Extract provided =
◇ ◇ ◇ ◇ ◇
# Recession Probability If the Rest of August Is Like the First Half

…using plain vanilla 10yr-3mo probit regression, over 1986M01-2019M08 period, using data shown below in Figure 1

Figure 1: Treasury 10yr-3mo spread (blue), and 10yr-2yr spread (red), both in %. August observation is average over 8/1-16. NBER defined recession dates shaded gray. Source: Federal Reserve via FRED, Treasury, NBER, and author’s calculations.

The critical assumption is that the 10yr-3mo Treasury spread over the rest of August is the same as the first half, and the spread does not move toward zero, nor continue to fall.

The regression estimates:

Prob(recessiont+12) = -0.329 – 0.869 spreadt + ut+12

McFadden R2 = 0.29, NObs = 392. Coefficients significant at 5% msl bold. The spread is in percentage points.

Here are the predicted probabilities:

Figure 2: 12 month ahead probability from probit regression on 10yr-3mo spread, (teal). NBER defined recession dates shaded gray. Forecast period shaded light green. Source. NBER and author’s calculations.

If the rest of August is like the first half, then the probability of recession in August 2020 is 47%.

Should one deliver a recession call? That would depend on the threshold. Over the last three recessions, a 40% threshold would catch all three recessions, and yield no false positives. 47% > 40%.

Obviously, if one believes this time is different — so one should use a term premium adjusted spread — the implied probability of recession would be lower (as demonstrated in this post).

## 45 thoughts on “Recession Probability If the Rest of August Is Like the First Half”

1. Bob Flood

Remember that in 2008 the Fed started paying interest on excess reserves. This created a floor on most short term rates and, perhaps most important, put huge quantities of ER on bank balance sheets. The regressions have no way of accounting for shifted Fed operating procedures. I’ve got no idea what the positive floor does wrt the inversion indicator, but it’s worth thinking about.

1. Menzie Chinn Post author

Bob Flood: Good point. Have been busy thinking about the long end and QE. If the non-term-premium component of the long rate is the mean of future expected short rates, I don’t see how this changes the calculation. But I suspect it’s in the term premium component and the covariance of the mean future rates with the term premium that might change.

2. Barkley Rosser

So, we are moving from 40 to 47 percent, assuming late August looks like early August. Thanks for the update, Menzie.

1. Menzie Chinn Post author

Arthurian: If you understood Jim’s indicator, you would know that his indicator is current (or retrospective, since it pertains to the previous quarter — i.e., July’s assessment is regarding Q2 (April-June). The yield curve regression is for 12 months in the future. I hope that is clear.

1. pgl

NYC has some new information displays on some of its major streets. One claimed today that “economists” have placed a 34% chance of a recession in 2021. It did not say which economists. Betcha they polled Kudlow and Navarro.
◇ ◇ ◇ ◇ ◇
(Records excerpted from a collection)
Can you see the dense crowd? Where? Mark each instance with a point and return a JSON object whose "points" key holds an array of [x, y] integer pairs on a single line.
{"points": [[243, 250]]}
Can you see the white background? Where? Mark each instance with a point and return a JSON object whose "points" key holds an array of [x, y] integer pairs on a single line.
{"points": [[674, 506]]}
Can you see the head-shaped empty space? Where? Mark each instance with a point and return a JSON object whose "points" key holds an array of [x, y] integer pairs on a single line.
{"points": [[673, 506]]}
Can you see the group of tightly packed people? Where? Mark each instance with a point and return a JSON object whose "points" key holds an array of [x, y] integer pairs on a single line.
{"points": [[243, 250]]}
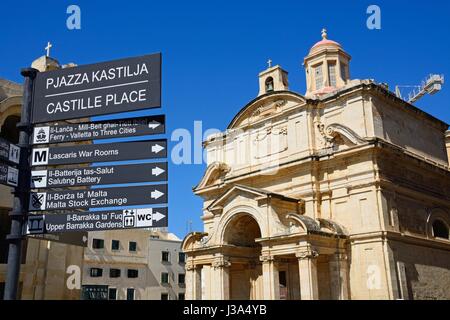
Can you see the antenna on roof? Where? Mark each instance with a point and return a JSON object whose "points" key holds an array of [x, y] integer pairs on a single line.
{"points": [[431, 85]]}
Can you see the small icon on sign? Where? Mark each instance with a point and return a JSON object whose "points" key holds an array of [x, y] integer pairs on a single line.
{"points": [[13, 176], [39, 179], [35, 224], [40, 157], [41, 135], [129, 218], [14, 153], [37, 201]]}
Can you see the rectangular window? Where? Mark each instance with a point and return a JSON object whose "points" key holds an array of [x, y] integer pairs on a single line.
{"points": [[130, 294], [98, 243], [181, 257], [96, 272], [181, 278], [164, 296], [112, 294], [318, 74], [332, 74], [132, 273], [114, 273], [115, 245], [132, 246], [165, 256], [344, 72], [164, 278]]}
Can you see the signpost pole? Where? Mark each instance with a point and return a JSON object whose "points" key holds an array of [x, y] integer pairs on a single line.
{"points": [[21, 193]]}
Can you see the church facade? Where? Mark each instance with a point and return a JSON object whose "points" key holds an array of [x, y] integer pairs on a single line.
◇ ◇ ◇ ◇ ◇
Task list =
**1)** Answer these questions about the recession-probability post:
(a) What McFadden R2 does the post report for the regression?
(b) Which threshold would have caught each of the last three recessions without any false positives?
(c) According to Bob Flood, what did the Fed start doing in 2008?
**2)** Extend the recession-probability post past its last sentence.
None of the items matter here.

Outputs in order =
**1)**
(a) 0.29
(b) A 40% threshold
(c) Paying interest on excess reserves

**2)**
1. Willie

31% of recession in 2021 skips 2020. They think the Trump recession will be so bad that things will still be shrinking in 2021. Must be.

3. SecondLook

Over the last three recessions, a 40% threshold would catch all three recessions, and yield no false positives. 47% > 40%.

Isn’t that a rather thin data set?
I know that it is a fundamental problem in econometrics, sampling sizes…

4. Sebastian

I use a method where the threshold pegs at 100%. Captured 6 of the last 7 recessions (missed the relatively mild 1990 recession with a max reading of 89.32%).

Beginning from the first month the 100% threshold is hit, the average length of time until recession is 12 months, in a range of 6 months to 17 months. Indicator has been at 100% starting this past June, so if average holds that would put recession start at June 2020. Independent confirmation should be seen in slowly but steadily weakening (“slowly at first, then all at once”) coincident indicators. Additional Fed easing would be a significant confirmation, as well.

JMO, FWIW, YMMV.:)

Sebastian

1. Dave

Sebastian, your comment is intriguing but impossible to judge without some specifics. What is your method?

5. baffling

this is why the trump administration retreated on the tariffs until after the holiday. and this is why china may be willing to “suck it up” and stall on trade until next year. gives them an opportunity to directly interfere with the election. just like russia. and trump let them both do it, without even knowing so. incompetent.

1. pgl

But wait – Navarro told us that Americans do not pay the cost of the tariffs. He claimed Chinese producers do. Sorry maybe Trump wanted to give the Chinese a Christmas present by suspending these tariffs!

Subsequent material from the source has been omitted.